## Set exercise
From the line containing "query (the noun phrase to segment): overcast" to the end of the listing, write out every line exactly; leave out everything else.

___ Input material

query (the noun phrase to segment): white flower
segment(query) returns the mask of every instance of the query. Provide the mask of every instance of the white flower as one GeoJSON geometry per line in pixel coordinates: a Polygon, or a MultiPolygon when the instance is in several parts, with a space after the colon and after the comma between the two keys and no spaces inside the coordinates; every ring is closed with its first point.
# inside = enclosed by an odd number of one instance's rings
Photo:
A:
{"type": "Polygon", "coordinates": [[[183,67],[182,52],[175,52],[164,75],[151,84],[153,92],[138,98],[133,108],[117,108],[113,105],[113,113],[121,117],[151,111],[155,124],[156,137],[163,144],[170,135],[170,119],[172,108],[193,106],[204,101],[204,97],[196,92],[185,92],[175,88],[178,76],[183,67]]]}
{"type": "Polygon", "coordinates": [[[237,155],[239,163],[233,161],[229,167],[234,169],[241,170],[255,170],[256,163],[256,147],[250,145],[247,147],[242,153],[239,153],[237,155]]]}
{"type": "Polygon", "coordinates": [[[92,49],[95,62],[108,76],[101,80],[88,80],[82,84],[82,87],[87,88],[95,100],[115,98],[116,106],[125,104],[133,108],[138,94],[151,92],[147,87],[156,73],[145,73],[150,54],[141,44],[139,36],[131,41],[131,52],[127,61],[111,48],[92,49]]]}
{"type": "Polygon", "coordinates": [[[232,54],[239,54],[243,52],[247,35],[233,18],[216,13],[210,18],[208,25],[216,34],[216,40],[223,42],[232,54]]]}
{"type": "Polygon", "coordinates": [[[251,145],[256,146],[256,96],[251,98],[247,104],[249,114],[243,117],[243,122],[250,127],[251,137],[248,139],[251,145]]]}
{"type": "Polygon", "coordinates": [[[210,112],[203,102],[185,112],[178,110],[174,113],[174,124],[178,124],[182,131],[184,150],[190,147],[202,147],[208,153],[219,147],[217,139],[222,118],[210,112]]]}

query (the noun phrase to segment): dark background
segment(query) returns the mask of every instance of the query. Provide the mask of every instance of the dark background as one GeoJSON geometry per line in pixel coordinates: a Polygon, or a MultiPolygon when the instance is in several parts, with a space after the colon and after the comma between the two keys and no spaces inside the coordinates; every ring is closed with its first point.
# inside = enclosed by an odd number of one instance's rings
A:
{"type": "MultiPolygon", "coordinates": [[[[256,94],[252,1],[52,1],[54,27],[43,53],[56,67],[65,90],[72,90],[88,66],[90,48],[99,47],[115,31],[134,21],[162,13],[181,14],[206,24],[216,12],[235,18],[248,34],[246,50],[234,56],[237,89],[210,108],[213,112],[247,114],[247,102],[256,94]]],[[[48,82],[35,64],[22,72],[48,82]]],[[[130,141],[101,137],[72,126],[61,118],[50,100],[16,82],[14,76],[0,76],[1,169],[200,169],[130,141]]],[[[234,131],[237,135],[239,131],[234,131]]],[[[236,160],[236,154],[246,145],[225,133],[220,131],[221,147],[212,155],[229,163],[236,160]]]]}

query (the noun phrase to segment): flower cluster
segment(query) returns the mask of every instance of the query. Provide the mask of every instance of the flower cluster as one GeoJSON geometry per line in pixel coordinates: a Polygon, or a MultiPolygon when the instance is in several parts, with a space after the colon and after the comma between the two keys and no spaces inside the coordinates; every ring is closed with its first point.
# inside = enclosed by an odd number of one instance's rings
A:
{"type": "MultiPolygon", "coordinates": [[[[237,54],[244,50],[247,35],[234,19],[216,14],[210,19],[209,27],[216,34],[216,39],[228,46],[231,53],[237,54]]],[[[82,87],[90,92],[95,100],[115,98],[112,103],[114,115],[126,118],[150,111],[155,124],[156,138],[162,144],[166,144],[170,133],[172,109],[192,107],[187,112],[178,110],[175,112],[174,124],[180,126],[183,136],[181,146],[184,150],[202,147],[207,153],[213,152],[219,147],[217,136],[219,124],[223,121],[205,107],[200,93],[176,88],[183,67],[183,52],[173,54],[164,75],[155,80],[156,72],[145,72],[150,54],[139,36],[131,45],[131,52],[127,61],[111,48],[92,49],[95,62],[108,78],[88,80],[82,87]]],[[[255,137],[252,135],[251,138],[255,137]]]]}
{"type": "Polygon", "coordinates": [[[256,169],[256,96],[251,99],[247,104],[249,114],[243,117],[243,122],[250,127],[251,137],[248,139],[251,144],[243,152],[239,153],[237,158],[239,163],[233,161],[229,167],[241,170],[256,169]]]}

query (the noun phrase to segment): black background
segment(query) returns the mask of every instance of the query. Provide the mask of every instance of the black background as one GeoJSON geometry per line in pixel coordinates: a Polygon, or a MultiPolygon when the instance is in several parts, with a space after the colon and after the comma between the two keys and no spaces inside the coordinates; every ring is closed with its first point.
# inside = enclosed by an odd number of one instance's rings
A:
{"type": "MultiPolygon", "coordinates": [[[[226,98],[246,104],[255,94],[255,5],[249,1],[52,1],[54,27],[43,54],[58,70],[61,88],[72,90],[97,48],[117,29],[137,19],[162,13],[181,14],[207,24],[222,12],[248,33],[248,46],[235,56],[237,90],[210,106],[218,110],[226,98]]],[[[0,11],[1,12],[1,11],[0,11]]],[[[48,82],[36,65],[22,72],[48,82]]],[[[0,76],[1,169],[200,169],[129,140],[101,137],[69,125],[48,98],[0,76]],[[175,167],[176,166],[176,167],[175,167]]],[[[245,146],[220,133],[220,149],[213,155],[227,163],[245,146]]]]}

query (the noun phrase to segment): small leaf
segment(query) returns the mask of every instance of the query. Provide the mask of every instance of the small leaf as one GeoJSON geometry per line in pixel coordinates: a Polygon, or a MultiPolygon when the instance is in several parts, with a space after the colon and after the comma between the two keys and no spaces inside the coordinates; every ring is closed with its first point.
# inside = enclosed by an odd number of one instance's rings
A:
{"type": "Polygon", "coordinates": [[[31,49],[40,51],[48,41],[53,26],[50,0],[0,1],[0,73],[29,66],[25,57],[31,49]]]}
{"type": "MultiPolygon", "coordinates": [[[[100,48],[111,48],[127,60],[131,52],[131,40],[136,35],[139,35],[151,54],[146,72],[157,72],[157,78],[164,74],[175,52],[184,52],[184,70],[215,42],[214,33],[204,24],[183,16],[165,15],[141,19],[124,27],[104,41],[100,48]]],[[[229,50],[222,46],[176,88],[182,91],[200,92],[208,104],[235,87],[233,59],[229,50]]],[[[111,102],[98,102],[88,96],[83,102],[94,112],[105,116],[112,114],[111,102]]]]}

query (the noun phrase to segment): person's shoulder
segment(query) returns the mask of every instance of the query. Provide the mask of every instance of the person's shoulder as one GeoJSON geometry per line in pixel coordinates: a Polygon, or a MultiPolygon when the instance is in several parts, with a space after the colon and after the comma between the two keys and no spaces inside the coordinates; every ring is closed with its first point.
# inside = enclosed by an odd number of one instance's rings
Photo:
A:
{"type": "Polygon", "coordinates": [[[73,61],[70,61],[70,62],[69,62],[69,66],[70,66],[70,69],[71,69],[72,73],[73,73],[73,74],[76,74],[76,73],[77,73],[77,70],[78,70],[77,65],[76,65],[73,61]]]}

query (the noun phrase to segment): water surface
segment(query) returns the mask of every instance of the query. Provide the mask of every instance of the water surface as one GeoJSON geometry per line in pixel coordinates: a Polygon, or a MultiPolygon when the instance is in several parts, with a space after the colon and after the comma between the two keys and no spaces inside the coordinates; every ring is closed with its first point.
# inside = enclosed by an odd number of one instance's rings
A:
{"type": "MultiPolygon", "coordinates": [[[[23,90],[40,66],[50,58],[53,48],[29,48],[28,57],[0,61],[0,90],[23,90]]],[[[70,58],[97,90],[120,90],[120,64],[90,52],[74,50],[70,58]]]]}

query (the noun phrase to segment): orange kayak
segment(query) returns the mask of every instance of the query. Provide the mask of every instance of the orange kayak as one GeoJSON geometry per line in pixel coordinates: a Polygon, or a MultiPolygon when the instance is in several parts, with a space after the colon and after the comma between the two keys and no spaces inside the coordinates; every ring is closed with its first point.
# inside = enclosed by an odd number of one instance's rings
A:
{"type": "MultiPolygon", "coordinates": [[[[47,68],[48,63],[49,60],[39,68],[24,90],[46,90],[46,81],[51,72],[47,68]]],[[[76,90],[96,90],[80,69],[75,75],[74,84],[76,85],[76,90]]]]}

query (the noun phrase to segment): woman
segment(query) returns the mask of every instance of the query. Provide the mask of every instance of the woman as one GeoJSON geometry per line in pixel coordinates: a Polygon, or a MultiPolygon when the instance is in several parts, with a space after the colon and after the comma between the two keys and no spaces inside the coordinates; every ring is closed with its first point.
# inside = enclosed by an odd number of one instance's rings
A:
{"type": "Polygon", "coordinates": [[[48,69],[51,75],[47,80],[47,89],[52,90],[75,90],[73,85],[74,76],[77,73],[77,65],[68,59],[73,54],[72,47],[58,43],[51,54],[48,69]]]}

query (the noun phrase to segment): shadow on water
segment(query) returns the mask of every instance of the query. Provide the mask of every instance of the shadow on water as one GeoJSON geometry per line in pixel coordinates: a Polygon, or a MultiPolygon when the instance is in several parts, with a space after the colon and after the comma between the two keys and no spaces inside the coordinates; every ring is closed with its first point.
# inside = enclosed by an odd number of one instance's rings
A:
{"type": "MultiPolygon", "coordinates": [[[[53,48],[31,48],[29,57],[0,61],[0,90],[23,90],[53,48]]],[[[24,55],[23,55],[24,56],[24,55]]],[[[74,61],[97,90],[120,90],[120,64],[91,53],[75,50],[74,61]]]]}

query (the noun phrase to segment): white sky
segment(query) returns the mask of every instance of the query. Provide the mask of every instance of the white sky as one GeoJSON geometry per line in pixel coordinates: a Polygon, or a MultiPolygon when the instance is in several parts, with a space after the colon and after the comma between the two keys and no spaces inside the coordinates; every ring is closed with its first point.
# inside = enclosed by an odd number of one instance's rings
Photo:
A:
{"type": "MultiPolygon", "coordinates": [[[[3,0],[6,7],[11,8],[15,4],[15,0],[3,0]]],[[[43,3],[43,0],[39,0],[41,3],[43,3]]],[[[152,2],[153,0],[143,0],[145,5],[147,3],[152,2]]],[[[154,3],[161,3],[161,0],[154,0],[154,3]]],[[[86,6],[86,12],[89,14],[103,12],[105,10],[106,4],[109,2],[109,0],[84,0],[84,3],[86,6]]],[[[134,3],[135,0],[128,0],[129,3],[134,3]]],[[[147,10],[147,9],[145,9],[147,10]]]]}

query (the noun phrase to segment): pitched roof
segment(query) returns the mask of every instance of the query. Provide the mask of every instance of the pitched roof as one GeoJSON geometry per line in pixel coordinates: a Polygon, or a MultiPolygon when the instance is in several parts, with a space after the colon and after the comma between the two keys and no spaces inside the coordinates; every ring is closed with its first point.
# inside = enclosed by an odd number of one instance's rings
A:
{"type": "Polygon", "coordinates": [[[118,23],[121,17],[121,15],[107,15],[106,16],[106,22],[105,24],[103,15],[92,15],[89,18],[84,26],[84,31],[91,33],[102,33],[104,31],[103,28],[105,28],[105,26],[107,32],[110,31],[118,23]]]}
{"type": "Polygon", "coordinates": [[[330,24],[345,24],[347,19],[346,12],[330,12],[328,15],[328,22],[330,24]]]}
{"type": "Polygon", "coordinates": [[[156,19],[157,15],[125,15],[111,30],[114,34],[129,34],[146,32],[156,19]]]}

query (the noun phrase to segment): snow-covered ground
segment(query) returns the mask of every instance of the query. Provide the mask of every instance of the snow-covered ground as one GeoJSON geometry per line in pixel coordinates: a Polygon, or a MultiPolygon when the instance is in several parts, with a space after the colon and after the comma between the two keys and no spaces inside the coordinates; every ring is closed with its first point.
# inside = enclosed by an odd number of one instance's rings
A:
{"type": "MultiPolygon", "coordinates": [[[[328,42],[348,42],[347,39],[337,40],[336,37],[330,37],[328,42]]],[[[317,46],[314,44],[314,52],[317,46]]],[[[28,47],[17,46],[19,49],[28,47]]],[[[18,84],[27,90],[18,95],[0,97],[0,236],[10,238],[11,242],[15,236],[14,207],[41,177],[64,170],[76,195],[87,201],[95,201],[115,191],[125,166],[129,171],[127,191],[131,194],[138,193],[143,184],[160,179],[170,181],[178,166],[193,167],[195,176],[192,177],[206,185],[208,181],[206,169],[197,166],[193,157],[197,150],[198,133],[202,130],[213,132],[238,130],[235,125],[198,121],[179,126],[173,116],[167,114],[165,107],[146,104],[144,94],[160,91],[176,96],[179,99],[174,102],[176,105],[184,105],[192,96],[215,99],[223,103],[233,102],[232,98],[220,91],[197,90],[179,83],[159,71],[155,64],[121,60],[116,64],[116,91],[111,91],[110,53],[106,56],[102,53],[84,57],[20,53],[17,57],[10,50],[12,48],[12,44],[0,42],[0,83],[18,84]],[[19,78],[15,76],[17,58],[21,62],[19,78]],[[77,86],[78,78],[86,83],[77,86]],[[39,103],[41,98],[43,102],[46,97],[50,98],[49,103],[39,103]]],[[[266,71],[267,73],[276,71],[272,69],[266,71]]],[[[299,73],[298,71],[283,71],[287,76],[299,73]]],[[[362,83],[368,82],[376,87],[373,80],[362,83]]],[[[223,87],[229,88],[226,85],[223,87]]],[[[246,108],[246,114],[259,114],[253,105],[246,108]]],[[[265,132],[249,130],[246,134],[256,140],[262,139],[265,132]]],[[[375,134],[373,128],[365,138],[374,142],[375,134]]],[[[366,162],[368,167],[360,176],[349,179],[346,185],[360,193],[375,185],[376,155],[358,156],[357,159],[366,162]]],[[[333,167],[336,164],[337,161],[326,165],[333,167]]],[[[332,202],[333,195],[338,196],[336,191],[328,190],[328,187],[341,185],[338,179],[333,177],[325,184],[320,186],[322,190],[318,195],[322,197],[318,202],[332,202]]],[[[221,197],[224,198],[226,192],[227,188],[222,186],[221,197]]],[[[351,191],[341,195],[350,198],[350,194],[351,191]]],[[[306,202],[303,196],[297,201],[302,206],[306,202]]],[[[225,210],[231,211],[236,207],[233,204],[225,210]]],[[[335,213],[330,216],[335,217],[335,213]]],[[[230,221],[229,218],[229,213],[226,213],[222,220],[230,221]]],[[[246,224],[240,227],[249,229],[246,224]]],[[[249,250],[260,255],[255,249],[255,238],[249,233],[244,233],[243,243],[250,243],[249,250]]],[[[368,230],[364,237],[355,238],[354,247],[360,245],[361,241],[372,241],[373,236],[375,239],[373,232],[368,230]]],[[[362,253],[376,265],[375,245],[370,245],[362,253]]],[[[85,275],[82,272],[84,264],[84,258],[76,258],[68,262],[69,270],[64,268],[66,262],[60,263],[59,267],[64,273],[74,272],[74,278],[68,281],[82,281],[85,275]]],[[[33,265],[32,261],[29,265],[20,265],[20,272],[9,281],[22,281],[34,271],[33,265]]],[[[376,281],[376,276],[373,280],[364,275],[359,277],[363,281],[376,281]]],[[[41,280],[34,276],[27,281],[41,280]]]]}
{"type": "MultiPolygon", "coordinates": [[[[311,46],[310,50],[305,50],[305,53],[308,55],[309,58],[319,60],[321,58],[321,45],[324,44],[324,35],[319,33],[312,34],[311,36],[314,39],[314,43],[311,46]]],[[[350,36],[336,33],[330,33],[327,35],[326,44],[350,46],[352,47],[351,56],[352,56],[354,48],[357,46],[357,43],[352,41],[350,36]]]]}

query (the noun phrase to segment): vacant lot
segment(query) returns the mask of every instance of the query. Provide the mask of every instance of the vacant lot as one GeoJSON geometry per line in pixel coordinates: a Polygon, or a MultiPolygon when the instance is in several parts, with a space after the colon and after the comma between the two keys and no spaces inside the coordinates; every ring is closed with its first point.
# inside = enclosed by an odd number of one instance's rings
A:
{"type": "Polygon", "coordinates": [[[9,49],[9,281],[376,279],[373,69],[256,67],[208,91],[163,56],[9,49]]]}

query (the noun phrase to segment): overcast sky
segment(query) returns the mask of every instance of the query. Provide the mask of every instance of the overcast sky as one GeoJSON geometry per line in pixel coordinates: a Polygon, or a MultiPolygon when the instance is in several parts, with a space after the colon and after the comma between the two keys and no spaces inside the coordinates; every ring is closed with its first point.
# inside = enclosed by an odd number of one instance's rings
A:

______

## Exercise response
query (the noun phrase to segment): overcast sky
segment(query) returns the mask of every instance of the query. Provide the mask of every instance of the overcast sky as one GeoJSON geometry per line in pixel coordinates: a Polygon, or a MultiPolygon when the instance is in several parts, with a space after the colon and after the comma between the two keys and no spaces inside the coordinates; every ring is closed with its first point.
# inside = enclosed by an odd number of one instance's rings
A:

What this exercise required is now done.